Texto
O roteiro, então, troca a burocracia dos multiversos por uma trama que tem alma. O conflito central é de ordem íntima: entre o dever de salvar o mundo e o instinto de proteger a Terra e a família, e com a chegada de um novo membro à família Richards/Storm coloca todos diante de decisões difíceis e sacrifícios profundos. A criança se torna símbolo de tudo o que está em jogo — e o elo emocional que une trama e temática em um mesmo pulso. A tensão se acentua, exigindo ainda mais do elenco, que entrega atuações extraordinárias.
Amor, escolhas e o peso de ser humano
Vanessa Kirby entrega uma Sue Storm poderosa, vulnerável e maternal. Não uma heroína fria ou inalcançável, mas uma mulher que sente medo, dor e responsabilidade — tudo ao mesmo tempo. Ela carrega o filme com os olhos, e isso não é metáfora. É nela que a gente se ancora para entender o dilema do grupo. O planeta inteiro depende de uma decisão que ninguém deveria ter que tomar. Kirby, com delicadeza e força, nos mostra que a maternidade, mais do que um superpoder, pode ser também um fardo ético — e que amar profundamente exige coragem até nas escolhas que não têm resposta certa.
Pedro Pascal, por sua vez, constrói um Reed Richards mais humano do que nunca. A rigidez do gênio dá lugar a dúvidas reais, gestos contidos, silêncios densos. Há uma cena entre ele e Franklin que é puro cinema: sem efeitos, sem ação, só uma troca sincera que vale mais do que qualquer explosão. Pascal vai de “Senhor Fantástico” a “pai fantástico” sem nunca perder a complexidade do personagem. Não é à toa que já se especula se ele assumirá o posto de novo líder dos Vingadores. Mas o que realmente importa aqui não é o futuro, e sim o agora.

Uma família de verdade — com falhas, piadas e afeto
Ben Grimm (Ebon Moss-Bachrach) e Johnny Storm (Joseph Quinn) funcionam como contrapeso emocional e cômico. A dinâmica entre os dois é viva, engraçada, espontânea. Johnny ainda tem aquele charme fanfarrão, mas mais contido. Ben continua lidando com as dores de ser o Coisa — a aparência, a solidão, a saudade do que já foi. Há um momento em que ele segura Franklin nos braços que, sem dizer uma palavra, diz tudo sobre seu coração de pedra e mel.

Requisitos do problema
Quais atores o texto menciona e qual personagem cada um interpreta?

Registros de marcação de locais:
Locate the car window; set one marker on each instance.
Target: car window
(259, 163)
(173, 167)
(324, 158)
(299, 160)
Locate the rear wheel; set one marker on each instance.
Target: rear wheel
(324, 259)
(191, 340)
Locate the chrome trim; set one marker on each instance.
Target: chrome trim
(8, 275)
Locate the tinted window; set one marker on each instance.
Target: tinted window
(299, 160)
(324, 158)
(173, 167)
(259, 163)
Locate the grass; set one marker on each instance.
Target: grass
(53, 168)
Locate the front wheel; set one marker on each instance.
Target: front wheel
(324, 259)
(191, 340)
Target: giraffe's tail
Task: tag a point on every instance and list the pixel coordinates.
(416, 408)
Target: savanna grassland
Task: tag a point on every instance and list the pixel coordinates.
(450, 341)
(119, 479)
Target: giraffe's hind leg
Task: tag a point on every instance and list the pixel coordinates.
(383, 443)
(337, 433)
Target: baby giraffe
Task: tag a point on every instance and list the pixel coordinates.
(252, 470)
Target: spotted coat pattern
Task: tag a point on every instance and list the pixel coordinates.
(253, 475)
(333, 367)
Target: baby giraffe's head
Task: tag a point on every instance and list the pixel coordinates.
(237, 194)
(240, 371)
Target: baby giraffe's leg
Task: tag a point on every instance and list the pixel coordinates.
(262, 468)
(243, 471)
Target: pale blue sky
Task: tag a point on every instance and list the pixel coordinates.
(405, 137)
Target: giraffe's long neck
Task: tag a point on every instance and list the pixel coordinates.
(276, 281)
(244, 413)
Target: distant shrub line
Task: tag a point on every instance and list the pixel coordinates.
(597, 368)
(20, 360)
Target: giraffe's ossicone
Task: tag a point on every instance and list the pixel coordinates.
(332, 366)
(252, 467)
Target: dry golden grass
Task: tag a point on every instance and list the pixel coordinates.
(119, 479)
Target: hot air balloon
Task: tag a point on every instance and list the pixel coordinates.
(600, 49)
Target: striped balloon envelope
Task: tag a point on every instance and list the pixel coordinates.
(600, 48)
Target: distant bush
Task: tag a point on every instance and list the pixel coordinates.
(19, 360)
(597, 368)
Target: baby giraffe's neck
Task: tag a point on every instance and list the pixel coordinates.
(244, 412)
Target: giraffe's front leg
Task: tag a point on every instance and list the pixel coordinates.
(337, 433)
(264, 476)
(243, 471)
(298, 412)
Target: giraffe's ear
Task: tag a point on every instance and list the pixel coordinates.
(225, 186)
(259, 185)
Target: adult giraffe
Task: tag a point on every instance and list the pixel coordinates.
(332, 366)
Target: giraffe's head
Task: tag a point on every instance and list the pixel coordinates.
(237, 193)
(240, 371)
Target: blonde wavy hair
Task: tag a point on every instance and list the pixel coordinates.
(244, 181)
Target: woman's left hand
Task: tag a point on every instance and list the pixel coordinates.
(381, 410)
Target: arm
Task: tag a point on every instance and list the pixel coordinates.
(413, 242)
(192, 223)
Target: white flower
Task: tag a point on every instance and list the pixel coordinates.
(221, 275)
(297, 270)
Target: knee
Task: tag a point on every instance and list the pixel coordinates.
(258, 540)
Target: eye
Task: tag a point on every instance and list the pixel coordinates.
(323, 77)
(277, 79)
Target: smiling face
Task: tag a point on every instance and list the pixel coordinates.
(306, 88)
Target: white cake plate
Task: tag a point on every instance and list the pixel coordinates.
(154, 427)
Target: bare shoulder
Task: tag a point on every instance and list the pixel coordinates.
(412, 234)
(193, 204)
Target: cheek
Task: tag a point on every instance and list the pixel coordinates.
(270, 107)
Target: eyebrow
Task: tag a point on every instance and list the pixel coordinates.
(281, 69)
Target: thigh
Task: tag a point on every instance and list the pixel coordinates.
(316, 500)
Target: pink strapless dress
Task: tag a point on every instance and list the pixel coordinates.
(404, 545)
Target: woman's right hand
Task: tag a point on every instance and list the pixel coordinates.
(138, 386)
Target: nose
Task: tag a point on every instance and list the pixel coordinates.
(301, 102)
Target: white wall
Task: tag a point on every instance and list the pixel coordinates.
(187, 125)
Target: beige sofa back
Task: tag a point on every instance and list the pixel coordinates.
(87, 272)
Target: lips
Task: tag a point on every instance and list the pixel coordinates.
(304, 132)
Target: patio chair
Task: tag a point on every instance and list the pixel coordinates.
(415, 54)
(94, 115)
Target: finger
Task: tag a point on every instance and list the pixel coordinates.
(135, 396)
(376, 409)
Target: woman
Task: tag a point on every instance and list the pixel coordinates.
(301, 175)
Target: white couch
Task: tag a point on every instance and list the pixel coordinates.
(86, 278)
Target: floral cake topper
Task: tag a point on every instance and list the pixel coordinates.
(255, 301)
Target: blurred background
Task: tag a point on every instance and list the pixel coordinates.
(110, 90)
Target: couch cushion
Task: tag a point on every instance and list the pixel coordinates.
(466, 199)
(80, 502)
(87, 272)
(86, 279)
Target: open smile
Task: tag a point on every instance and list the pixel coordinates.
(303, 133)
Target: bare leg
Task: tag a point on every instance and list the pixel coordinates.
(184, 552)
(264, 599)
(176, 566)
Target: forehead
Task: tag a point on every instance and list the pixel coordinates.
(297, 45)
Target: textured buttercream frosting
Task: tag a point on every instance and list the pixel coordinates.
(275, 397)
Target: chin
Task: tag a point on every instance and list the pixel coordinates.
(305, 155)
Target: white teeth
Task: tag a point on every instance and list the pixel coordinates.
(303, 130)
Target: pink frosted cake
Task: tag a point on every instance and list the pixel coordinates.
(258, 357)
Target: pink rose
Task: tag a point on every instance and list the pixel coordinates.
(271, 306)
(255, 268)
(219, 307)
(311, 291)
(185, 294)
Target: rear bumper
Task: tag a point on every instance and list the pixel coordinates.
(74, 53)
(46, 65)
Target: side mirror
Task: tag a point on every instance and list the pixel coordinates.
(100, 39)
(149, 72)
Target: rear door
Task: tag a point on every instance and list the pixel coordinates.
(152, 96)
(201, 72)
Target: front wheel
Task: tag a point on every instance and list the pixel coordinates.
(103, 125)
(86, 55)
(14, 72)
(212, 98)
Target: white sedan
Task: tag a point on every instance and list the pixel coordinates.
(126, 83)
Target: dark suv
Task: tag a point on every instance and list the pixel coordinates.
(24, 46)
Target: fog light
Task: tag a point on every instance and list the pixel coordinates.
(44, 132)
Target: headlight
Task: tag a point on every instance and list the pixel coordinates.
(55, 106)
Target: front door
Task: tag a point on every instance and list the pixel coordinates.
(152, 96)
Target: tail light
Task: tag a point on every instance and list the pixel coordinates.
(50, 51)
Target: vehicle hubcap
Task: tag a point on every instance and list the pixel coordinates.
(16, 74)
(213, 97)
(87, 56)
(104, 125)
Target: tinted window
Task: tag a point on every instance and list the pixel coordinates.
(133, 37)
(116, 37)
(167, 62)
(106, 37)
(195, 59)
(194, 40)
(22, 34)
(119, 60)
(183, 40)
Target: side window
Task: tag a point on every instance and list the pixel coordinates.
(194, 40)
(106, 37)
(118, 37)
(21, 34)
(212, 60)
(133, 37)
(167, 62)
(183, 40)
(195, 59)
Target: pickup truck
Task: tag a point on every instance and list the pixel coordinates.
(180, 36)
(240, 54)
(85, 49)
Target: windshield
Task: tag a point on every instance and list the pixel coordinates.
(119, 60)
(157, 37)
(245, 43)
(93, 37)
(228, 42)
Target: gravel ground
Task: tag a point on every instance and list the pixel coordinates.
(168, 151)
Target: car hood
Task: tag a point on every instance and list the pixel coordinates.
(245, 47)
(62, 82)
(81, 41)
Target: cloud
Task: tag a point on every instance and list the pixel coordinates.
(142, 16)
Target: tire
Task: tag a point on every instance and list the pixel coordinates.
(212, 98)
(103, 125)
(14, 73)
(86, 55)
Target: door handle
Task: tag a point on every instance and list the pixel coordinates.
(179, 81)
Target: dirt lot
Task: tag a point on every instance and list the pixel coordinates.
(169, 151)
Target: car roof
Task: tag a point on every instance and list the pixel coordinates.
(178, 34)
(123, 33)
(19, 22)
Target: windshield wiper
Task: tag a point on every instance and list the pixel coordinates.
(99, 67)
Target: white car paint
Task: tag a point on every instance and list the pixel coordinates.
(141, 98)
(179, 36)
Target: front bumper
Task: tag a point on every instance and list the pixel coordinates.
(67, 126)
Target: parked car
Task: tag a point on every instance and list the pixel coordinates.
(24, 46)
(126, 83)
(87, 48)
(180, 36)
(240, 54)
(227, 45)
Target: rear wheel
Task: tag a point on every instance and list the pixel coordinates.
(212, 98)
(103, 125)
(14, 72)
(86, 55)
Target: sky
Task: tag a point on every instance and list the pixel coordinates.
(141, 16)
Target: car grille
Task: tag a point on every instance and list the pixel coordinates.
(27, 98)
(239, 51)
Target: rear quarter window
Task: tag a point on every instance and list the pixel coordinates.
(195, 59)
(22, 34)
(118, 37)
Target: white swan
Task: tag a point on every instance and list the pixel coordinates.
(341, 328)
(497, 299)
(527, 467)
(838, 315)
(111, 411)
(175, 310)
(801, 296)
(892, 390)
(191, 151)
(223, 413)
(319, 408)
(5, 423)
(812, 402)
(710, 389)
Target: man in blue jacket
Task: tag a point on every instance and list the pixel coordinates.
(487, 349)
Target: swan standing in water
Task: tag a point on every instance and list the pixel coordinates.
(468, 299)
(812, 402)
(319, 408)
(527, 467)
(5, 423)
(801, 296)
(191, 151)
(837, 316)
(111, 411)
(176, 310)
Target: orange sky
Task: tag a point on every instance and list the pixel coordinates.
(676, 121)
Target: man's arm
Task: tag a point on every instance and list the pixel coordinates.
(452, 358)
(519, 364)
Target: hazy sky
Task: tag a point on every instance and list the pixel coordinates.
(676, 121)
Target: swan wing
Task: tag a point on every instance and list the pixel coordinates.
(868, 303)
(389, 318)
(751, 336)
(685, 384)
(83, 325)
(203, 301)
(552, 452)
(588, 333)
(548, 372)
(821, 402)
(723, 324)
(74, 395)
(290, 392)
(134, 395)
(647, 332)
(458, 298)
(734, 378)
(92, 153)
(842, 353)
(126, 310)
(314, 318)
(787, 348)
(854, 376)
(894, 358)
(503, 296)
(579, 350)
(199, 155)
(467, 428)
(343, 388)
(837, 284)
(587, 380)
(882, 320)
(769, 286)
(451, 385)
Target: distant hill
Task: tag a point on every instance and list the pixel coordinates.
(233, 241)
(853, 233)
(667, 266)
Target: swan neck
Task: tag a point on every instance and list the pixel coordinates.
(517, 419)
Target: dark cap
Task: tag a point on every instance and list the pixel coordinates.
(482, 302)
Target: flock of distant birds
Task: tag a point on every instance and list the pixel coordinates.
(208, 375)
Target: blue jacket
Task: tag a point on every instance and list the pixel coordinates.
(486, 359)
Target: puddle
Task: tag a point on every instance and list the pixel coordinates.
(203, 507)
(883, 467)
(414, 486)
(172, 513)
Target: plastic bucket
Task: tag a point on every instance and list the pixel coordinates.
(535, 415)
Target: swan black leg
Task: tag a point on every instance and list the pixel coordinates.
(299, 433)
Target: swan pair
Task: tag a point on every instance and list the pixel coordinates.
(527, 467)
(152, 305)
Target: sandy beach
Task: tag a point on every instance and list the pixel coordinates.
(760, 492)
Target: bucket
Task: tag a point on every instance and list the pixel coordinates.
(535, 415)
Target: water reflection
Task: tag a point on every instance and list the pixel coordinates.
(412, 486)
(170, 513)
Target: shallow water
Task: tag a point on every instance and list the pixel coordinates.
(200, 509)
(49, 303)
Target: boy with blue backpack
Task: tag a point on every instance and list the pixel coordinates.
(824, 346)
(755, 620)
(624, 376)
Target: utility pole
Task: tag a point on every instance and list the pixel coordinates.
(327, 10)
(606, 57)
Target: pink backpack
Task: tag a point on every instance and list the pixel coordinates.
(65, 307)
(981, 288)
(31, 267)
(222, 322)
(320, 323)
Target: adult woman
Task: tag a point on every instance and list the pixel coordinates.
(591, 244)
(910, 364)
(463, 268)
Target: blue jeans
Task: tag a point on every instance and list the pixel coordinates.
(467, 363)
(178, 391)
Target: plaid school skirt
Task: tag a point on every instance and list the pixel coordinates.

Resultado
- Vanessa Kirby: Sue Storm
- Pedro Pascal: Reed Richards
- Ebon Moss-Bachrach: Ben Grimm (o Coisa)
- Joseph Quinn: Johnny Storm